Selected extract:
━━━━━━━━
That's an interesting concept - genocide by persuaded childlessness. Ironically of course, the remaining Members of Hitler's family are currently doing a similar thing, without being paid, and refuse to set children into this world to make the bloodline die.

Of course aside from the fact that such a genocide would still be unethical even if it were indeed fully voluntary, a state that were to implement such persuasive measures, would most probably also use force to get more people to accept that money.

Anyway. When I comes to the Aztec Culture being erased... good. Bringing Civilization to the savages, such is the civilized man's burden after all*. I don't see anything wrong with fixing a culture that brings unnecessary suffering to large parts of its population. Not that what the Spanish brought was much better, but that's a different story.

*I guess I'll better spell things out before they're misunderstood again: This sentence contains sarcasm, I am phrasing it that way to signal that I am well aware of the counter-argument to what I have said; it is not meant to be read as a genuine statement.

Didn't a nonprofit pay a few thousand drug addicts to get steralized a few years ago?

Would be crazy if the idea caught on too much.
 
How do you define cultural genocide ?
Destroy and repalce an entire culture ? I think that's going too far and can't be done without excessive violence anyway.

Try to modify and root out the worst aspects of a culture ? Perfectly legitimate and moral, and far easier since there are surely are many individuals within that culture that also want change.
I don't really know that much about the Aztec religion and how central human sacrifice was/is, but pretty much every religion changes over time and can be reformed.
The sun needs blood ? No, no, don't take it literally, that's a metaphor ! The sun just wants to see you're making an effort and willing to make sacrifices. Don't rip that mans heart out, just work hard and maybe fast and go vegetarian for a period every year. And while we're talking about periods, be nice to women because they're sacrificing every month.
 
:eekdance: That's the exact same story.
In a historical sense, yes, but not if we're discussing the ethics of uplifting the savages. Then taking that situation as an example tells us two different stories, that of people who were freed from their barbaric culture, and that of people who were treated badly afterwards. One can happen without the other.
━━━━━━━━
Given material:
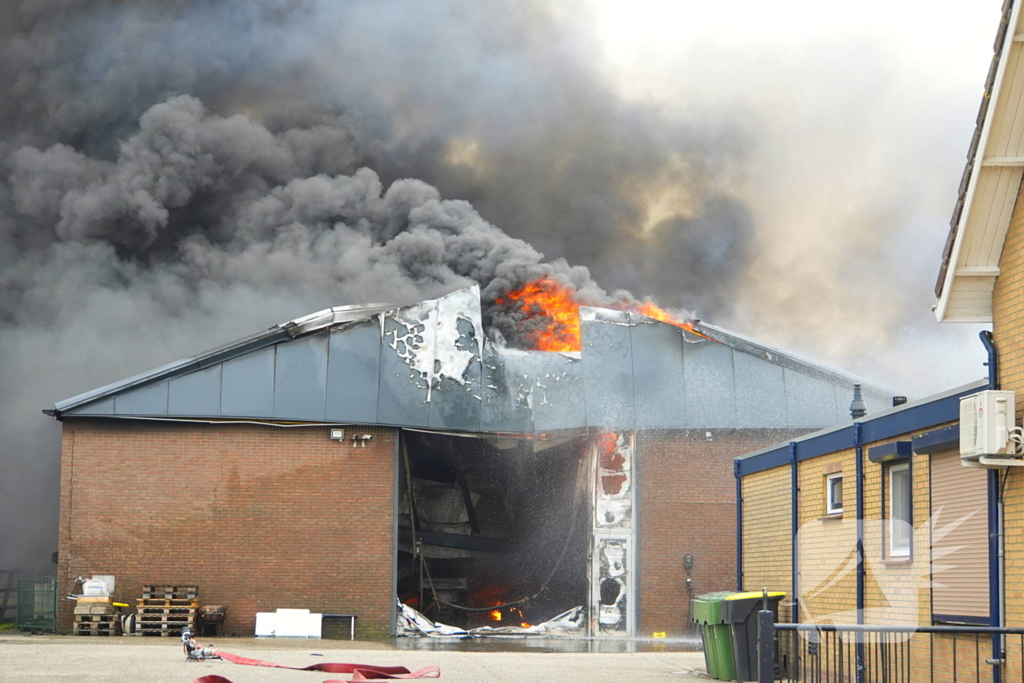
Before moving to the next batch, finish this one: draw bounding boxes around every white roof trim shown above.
[933,0,1024,323]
━━━━━━━━
Direction 1: Edit the passage of the forum discussion from "Destroy and repalce" to "also want change." so that "excessive violence" becomes "widespread bloodshed".
Direction 2: In the forum discussion, what does the commenter propose doing instead of ripping a man's heart out?
The data above comes from a separate source.

Correct result 1:
Destroy and repalce an entire culture ? I think that's going too far and can't be done without widespread bloodshed anyway.

Try to modify and root out the worst aspects of a culture ? Perfectly legitimate and moral, and far easier since there are surely are many individuals within that culture that also want change.

Correct result 2: Working hard and perhaps fasting and going vegetarian for a period every year.